# What is expected:
Copy each line of the data that has "plank" in it.

┌────────

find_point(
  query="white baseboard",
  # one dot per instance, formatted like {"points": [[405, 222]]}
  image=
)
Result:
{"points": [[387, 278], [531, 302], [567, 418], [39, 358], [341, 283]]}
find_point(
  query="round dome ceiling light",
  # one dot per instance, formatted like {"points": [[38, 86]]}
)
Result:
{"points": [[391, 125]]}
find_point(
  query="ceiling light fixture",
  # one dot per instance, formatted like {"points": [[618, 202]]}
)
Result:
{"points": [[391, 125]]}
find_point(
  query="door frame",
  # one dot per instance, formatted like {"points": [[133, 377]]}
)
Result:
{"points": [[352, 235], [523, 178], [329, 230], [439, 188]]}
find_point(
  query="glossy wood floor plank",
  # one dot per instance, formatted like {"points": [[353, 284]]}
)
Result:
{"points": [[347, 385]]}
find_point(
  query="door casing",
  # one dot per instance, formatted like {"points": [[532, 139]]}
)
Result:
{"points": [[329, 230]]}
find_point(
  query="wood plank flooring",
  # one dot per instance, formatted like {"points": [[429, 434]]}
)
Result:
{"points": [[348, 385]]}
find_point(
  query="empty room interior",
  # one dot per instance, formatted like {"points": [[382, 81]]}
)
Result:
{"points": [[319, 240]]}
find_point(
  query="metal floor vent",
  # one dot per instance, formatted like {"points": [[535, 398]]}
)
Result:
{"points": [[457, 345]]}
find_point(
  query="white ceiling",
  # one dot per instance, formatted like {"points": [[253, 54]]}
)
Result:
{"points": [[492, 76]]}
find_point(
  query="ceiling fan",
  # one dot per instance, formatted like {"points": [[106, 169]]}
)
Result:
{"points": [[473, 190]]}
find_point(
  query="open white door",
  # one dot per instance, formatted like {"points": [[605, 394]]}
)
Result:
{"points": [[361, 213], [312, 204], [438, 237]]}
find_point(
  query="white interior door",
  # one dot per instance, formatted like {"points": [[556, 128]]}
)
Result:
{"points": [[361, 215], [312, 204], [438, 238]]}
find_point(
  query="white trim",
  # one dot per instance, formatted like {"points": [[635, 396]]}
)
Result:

└────────

# Task answer:
  query="glossy wood floor plank",
  query="wood plank flooring",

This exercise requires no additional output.